▶ _GIVEN TEXT_
In short, the evidence strongly indicates that the rules adopted pursuant to the retrospective review program were more likely to be deemed important than the general population of rules.

Estimates of Aggregate Impact

The best estimates of the review program’s aggregate output come from OMB. OMB estimated that agencies completed a total of 800 review initiatives, many but not all of which resulted in changes to existing rules. During the period of the review program, agencies issued 21,991 total rules. Assuming that all 800 review initiatives resulted in a new rule, the review program would have constituted 3.6 percent of rulemaking activity from 2011 through 2016. This modest result is consistent with the analysis above. It is also important to consider that agencies have long engaged in retrospective review on their own initiative or because of other legal requirements. Attributing all of these rules solely to the review program, therefore, likely overstates its impact.

Conclusions

Proponents of the Obama retrospective review program claimed it would be transformative. Critics countered that it was empty, beginning with much rhetoric and producing little of substance as agencies went about their normal and preferred work of issuing new rules rather than looking back to evaluate their prior work. The data suggest that the truth lies between these opposing views. The review plan was not a quick splash that quickly disappeared. Instead, it was an ongoing effort that remained active at a relatively steady pace through 2016. While the review plans were modest relative to total ongoing rulemaking, they were not empty exercises. Rather, agencies followed through on a reasonable proportion of their plans such as the EPA’s gasoline pump vapor capture rule. Moreover, these rules were more important on average than the general population of rules adopted at the same time. Even critics of the review program acknowledge that it included rules that significantly reduced regulatory costs. In short, the data suggest that the retrospective review effort was a credible but small component of the Obama administration’s rulemaking efforts.

▶ _AIM_
In the text on the Obama retrospective review program, how many review initiatives did OMB estimate that agencies completed?

▶ _ITEMS_
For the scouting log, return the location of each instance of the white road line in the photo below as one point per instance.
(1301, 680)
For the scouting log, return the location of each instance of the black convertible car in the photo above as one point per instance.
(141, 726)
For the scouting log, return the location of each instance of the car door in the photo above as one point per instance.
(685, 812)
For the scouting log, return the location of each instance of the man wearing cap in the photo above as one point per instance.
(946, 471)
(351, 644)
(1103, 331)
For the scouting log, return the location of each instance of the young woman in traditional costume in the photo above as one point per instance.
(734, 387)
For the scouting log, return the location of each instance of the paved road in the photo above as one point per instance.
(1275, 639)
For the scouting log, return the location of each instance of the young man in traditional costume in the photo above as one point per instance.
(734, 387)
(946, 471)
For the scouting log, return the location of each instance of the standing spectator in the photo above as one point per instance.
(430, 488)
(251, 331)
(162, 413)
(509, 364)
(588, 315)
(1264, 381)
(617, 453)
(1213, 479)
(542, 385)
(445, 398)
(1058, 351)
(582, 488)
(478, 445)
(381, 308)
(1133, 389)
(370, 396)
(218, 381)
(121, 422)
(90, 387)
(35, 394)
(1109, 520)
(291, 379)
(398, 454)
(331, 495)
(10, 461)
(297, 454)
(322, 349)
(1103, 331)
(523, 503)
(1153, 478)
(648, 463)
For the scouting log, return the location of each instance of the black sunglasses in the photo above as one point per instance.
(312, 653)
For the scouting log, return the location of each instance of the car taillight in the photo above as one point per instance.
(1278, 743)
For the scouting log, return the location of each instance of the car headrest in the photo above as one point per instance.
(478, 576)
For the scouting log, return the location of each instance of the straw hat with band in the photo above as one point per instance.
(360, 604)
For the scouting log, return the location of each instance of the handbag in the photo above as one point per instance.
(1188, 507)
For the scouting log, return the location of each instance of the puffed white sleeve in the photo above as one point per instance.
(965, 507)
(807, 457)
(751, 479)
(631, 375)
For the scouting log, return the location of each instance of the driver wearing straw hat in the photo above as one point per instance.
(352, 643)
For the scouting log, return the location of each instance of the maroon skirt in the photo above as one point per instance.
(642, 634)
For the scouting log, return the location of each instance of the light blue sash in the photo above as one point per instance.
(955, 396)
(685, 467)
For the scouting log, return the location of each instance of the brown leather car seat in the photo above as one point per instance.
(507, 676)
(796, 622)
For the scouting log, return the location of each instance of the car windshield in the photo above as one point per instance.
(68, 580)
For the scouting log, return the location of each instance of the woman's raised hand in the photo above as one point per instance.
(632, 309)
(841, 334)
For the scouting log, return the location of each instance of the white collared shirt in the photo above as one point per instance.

▶ _OUTPUT FOR THIS EXERCISE_
800 review initiatives.